- **DETALHES DA TAREFA**: De acordo com o texto sobre a decisão de ter filhos, o que a palavra "estéril" produziu por décadas?

- **TRECHO DO DOCUMENTO**:
——

Muitas mulheres não querem ser mãe para não repetir a mãe que tiveram, muitos homens não querem ser pai para não repetir o pai que tiveram.
Ou a inibição vem de um parâmetro negativo, para não reprisar traumas, ou de uma criação inspiradora, pelo medo de não chegar aos pés da figura tutelar.
O bom e o ruim são igualmente limitantes.
O ponto salutar é que você pode optar por ter ou não ter filhos, não existe mais a tirania da procriação como etapa fundamental para a realização pessoal.
Avançamos nesse aspecto. Antes, mulher sem filhos era vista como incompleta, pela metade. Ser pai representava um sinônimo de virilidade. Casal que não conseguia engravidar virava proscrito, excluído da família, fracassado em seu propósito de multiplicação e preservação do sobrenome. Por décadas, a palavra estéril produziu calafrios.
Acabou a obrigação de deixar um herdeiro. A exclusividade do lar perdeu seu domínio para as múltiplas fontes de felicidade. Verifica-se a possibilidade soberana de decidir o futuro. Não há mais aquele constrangimento social para garantir uma aceitação dos seus pares, condicionando-o a seguir o rebanho. Não há mais um único caminho coletivo, mas vias individuais de acordo com um estilo de vida.
Porém, cabe ajuizar a respeito da fobia de uma prole por paralelos de experiência.
A comparação se revela totalmente ineficaz. Recusar a paternidade ou a maternidade por não se parecer com o seu pai ou com a sua mãe é desconsiderar os tempos distintos de criação.
É impossível ser mãe hoje como no ideário dos anos 70. É impossível ser pai como na estrutura dos anos 70. O contexto modificou as funções.
Você não tem como se espelhar em quem estava inteiramente em casa (já que, diferentemente de você, a pessoa não trabalhava fora). Ou em quem se mostrava ausente e vivia viajando (já que, diferentemente de você, terceirizava a criação para o cônjuge).
Tanto a presença feminina quanto a ausência masculina decorrem de tipos comportamentais de um período específico, de um moralismo datado, com convenções de um casamento que não vigora mais.
São falsos dilemas.
É preciso ser pai e mãe na contemporaneidade, diante do excesso tecnológico e do fluxo de divisão de responsabilidades e tarefas.
Você irá enlouquecer se pretende conciliar uma carreira e dedicação total aos filhos.
A culpa por não dar o que recebeu não deve reinar. Será impraticável cozinhar para os filhos, faxinar, lavar e passar as roupas tendo um serviço fixo. É pedir demais. Não se sinta menos em relação às gerações anteriores.

——

- **LISTAGEM APRESENTADA**:
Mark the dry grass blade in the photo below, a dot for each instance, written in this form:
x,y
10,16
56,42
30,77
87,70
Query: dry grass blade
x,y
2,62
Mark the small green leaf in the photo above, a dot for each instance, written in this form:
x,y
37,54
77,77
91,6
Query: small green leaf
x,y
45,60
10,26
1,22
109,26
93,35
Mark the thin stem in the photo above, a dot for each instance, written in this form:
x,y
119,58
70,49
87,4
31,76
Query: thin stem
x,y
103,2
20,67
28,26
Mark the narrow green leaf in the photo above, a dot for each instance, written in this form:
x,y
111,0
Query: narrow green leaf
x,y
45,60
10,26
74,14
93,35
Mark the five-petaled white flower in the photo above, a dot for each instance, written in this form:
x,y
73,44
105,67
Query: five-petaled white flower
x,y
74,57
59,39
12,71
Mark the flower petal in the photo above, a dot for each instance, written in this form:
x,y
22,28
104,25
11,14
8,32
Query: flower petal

——

- **ESPAÇO PARA RESPOSTA**: Por décadas, a palavra "estéril" produziu calafrios.